YOUR INSTRUCTIONS: Print verbatim the lines of the records below, starting with the line that contains "Target: large green leaf" and continuing through the line that contains "91L220 89L216 91L210", including both of those lines.

(Labeled area outline items)
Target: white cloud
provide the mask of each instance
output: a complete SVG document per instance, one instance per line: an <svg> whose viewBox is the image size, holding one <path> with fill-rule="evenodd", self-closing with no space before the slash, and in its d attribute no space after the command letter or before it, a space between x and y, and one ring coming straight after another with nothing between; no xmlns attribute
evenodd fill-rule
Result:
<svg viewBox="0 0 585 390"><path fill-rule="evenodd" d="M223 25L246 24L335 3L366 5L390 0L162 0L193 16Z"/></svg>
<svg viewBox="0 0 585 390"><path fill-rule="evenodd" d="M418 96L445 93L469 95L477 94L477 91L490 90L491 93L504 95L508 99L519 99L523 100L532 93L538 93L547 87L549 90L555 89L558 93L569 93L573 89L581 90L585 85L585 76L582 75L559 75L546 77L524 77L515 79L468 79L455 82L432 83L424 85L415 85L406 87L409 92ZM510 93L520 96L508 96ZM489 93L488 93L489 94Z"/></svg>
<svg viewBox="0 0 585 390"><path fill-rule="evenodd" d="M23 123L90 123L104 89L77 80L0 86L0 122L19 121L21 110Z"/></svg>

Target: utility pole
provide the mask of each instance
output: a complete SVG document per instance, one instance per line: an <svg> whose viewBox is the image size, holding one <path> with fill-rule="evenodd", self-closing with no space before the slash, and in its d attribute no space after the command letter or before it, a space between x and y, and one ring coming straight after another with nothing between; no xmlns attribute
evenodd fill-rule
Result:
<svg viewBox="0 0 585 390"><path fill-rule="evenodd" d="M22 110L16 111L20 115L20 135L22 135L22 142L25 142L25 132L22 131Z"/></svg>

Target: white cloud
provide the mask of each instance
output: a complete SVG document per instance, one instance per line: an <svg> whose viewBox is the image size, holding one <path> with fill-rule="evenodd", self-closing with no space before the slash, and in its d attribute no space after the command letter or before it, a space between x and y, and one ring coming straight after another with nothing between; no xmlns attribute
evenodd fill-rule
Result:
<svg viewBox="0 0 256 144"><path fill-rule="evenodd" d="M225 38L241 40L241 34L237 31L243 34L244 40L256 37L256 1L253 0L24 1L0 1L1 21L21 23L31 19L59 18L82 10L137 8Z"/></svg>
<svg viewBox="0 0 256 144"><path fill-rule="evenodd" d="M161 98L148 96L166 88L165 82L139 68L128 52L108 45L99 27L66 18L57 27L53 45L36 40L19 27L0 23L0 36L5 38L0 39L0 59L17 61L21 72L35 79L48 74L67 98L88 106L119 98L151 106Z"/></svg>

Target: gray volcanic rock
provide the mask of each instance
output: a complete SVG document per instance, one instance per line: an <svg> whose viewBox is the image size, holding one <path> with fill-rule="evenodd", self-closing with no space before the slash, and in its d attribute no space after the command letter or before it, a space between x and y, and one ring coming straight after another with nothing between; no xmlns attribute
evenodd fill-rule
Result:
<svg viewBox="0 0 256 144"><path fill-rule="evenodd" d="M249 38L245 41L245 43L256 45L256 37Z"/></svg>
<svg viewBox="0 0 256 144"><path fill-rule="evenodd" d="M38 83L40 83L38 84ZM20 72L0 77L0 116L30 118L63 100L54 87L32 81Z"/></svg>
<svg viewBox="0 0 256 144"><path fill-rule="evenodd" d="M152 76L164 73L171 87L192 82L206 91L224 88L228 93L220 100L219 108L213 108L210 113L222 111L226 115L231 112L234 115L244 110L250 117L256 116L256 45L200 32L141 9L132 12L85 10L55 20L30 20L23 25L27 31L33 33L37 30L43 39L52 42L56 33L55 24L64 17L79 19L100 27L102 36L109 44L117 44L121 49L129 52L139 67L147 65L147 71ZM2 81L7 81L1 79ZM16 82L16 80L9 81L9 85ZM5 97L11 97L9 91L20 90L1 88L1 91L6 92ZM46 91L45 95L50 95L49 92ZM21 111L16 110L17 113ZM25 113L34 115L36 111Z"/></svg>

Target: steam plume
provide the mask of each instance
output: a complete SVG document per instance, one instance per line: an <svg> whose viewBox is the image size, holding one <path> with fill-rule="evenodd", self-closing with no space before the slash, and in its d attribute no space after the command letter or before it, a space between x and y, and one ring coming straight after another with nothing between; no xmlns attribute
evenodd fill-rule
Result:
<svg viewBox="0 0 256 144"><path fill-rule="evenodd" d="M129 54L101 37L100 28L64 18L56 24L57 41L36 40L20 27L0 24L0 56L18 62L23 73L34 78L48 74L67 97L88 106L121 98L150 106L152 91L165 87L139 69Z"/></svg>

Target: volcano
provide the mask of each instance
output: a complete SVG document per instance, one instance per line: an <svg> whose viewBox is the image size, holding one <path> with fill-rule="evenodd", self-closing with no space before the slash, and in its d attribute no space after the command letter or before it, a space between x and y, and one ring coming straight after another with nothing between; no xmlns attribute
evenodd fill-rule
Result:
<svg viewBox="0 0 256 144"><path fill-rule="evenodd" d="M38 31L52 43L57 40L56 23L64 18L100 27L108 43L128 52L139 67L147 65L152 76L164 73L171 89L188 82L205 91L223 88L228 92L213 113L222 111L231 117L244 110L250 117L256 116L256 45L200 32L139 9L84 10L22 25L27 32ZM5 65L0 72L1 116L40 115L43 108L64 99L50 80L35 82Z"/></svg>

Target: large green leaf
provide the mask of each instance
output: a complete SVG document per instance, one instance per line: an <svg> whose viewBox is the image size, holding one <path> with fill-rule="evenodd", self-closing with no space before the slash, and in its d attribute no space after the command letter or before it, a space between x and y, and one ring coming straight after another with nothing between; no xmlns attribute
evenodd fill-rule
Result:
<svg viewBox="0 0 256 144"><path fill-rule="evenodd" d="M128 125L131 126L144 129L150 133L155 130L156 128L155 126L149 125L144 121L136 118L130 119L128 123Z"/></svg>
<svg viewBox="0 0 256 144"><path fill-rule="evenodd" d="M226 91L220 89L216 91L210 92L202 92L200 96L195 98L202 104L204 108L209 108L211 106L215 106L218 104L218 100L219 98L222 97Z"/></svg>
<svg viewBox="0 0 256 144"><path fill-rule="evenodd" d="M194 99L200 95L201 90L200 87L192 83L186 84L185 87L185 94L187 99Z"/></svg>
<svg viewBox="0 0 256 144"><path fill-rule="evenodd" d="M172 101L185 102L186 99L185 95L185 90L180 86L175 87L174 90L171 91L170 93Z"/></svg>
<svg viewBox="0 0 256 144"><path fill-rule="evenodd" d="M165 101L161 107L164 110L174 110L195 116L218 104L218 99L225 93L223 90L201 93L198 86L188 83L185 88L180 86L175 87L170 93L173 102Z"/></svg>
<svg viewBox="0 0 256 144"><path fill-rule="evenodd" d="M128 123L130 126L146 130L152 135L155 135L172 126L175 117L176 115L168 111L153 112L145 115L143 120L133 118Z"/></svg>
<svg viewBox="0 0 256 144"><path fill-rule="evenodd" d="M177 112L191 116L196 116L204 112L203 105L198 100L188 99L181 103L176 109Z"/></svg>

COMPLETED EXERCISE:
Target: large green leaf
provide the mask of each instance
output: a complete SVG document per instance, one instance per line: an <svg> whose viewBox is the image size, holding one <path> with fill-rule="evenodd", self-closing with no space before the slash, and in its d attribute no space after the command letter or before it, a space between x and y, and one ring coming straight after another with nothing between; no xmlns attribute
evenodd fill-rule
Result:
<svg viewBox="0 0 256 144"><path fill-rule="evenodd" d="M128 125L131 126L144 129L150 133L155 130L156 128L155 126L149 125L144 121L136 118L130 119L128 123Z"/></svg>
<svg viewBox="0 0 256 144"><path fill-rule="evenodd" d="M226 91L220 89L216 91L210 92L202 92L200 96L195 98L202 104L204 108L209 108L211 106L215 106L218 104L218 100L219 98L222 97Z"/></svg>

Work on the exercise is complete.